Data records Start Marker

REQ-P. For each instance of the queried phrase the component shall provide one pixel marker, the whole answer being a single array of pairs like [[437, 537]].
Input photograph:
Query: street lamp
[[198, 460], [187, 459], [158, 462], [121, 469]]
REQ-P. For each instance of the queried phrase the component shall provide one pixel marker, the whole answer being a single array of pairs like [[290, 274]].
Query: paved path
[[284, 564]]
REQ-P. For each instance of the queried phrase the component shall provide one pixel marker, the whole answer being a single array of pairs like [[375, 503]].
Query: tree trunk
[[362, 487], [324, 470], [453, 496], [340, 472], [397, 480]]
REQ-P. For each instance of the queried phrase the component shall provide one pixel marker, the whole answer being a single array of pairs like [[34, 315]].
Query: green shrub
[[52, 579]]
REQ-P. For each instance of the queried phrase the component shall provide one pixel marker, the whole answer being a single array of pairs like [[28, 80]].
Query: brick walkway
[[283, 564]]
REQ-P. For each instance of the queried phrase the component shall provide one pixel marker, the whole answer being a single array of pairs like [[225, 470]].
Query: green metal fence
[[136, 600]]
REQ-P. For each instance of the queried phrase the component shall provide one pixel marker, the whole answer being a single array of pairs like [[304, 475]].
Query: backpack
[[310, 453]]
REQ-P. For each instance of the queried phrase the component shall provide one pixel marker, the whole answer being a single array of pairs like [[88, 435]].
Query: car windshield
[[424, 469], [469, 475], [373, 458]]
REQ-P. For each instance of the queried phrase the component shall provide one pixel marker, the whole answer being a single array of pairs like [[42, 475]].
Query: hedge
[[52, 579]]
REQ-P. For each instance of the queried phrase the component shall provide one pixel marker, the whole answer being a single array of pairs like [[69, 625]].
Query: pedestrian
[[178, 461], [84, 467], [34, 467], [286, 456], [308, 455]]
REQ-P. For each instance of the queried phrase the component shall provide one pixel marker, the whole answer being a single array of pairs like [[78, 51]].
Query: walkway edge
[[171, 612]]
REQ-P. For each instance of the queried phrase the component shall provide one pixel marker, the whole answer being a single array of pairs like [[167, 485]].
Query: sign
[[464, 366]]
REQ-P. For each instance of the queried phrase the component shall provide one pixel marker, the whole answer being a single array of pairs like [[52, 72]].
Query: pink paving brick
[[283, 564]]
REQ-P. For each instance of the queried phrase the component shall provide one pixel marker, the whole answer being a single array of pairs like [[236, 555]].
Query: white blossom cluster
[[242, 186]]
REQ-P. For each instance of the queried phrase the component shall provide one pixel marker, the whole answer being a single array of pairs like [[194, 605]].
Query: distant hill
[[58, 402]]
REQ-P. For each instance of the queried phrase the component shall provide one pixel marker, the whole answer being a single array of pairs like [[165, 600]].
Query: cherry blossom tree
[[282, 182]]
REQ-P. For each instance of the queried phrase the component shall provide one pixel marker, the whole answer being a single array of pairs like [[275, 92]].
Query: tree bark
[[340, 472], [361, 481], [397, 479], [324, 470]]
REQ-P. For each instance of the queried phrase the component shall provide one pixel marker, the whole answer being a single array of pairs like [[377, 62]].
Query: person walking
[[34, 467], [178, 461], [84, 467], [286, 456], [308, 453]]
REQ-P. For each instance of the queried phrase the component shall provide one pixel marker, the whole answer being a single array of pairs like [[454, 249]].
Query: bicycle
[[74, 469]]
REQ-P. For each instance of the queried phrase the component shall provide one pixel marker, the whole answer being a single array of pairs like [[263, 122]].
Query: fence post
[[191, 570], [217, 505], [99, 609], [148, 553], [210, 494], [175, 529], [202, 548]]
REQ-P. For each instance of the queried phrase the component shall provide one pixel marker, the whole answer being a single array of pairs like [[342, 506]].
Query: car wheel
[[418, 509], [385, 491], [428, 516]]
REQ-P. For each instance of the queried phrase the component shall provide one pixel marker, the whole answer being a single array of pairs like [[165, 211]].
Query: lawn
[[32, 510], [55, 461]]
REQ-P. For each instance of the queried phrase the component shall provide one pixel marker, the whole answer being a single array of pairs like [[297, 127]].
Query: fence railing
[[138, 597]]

Data records End Marker

_Exercise prompt_
Copy the listing in full. Match it word for word.

_Exercise response_
REQ-P. For each instance of the queried phrase the component shall provide one pixel marker, the whole answer being a single array of pairs like [[437, 537]].
Input photograph:
Query: street lamp
[[198, 460], [187, 459], [158, 462], [121, 469]]
REQ-P. For each instance of the queried phrase the component shall provide one pixel marker, the whole answer being a single array of pairs like [[290, 274]].
Query: paved path
[[284, 564]]
REQ-P. For each instance of the queried phrase the component shall provide one pixel marker, the whole answer being a single array of pairs like [[375, 503]].
Query: tree trunk
[[362, 487], [324, 470], [453, 496], [340, 472], [397, 480]]
REQ-P. For each instance of the queried phrase the component shall provide one pixel marker, the whole answer being a single array of pairs like [[34, 315]].
Query: green shrub
[[52, 579]]
REQ-P. For each instance of the queried phrase the component shall provide one pixel marker, the whole answer being a single array of pairs like [[28, 80]].
Query: brick walkway
[[283, 564]]
REQ-P. For each instance of the queried phrase the component shall provide one pixel marker, the whole answer being a single array of pairs like [[225, 470]].
Query: green metal fence
[[136, 600]]
REQ-P. For each instance of the queried phrase the component shall provide one pixel marker, the whole answer being a single array of pairs like [[304, 475]].
Query: backpack
[[310, 453]]
REQ-P. For each instance of the queried phrase the component shall provide one pixel marker, the whole answer being a single array of pairs like [[88, 435]].
Query: car windshield
[[424, 469], [469, 475], [373, 458]]
REQ-P. For each instance of the queried phrase the component shall provide one pixel marker, the whole answer being a single array of pairs like [[42, 475]].
Query: hedge
[[52, 579]]
REQ-P. For each instance of the queried phrase the component shall provide one pixel marker, the whole answer being a single array of pairs like [[69, 625]].
Query: pedestrian
[[178, 461], [84, 467], [34, 467], [286, 456], [308, 455]]
REQ-P. For each instance of the queried phrase the component shall provide one pixel marker, the whole answer being a single array of pairs like [[78, 51]].
Query: walkway edge
[[171, 612]]
REQ-P. For each instance of the queried phrase the component shall provide one pixel marker, the whole answer being a single array of pairs like [[167, 485]].
Query: sign
[[464, 366]]
REQ-P. For each instance of the queried phrase the component shall provide one pixel marker, the whole answer being a single array of pairs like [[52, 72]].
Query: pink paving brick
[[283, 564]]
REQ-P. For each instance of the queried phrase the component shall provide one pixel marker, the whole answer being a single array of pairs like [[236, 555]].
Query: white blossom cluster
[[242, 186]]
REQ-P. For each instance of the queried phrase the component shall provide one pixel marker, the whole answer being a single array of pairs like [[194, 605]].
Query: distant hill
[[58, 402]]
REQ-P. For each instance of the queried phrase the component shall provide one pixel marker, the whole answer being a single array of pairs like [[165, 600]].
Query: cherry blossom tree
[[282, 182]]
REQ-P. For each instance of the queried phrase the component shall provide one pixel marker, the whole answer being a single array of pairs like [[275, 92]].
Query: tree bark
[[340, 472], [361, 481], [397, 479], [324, 470]]
REQ-P. For each instance of the queried phrase the component shall provide one pixel marker, the whole answer being a single array of pairs like [[377, 62]].
Query: person walking
[[34, 467], [178, 461], [84, 467], [286, 456], [308, 453]]
REQ-P. For each instance of the queried phrase the component shall provide one pixel marker, the whole answer being a single array of pairs like [[454, 249]].
Query: bicycle
[[74, 469]]
REQ-P. For each instance of the queried phrase the component shall provide one pixel marker, the whole answer being a single array of pairs like [[263, 122]].
Query: fence post
[[191, 570], [217, 505], [99, 609], [148, 553], [210, 494], [175, 529], [202, 548]]
REQ-P. For each instance of the queried phrase the component shall provide one pixel marker, the whole answer being a single array of pairs like [[342, 506]].
Query: car wheel
[[418, 509], [385, 491], [428, 516]]
REQ-P. For each instance of the queried phrase the component shall provide one pixel marker, the whole answer being a single array of pairs like [[165, 211]].
Query: lawn
[[32, 510], [55, 461]]
REQ-P. For each instance of the queried phrase the component shall provide one pixel marker, the whole answer being a single array of pairs like [[297, 127]].
Query: fence railing
[[138, 597]]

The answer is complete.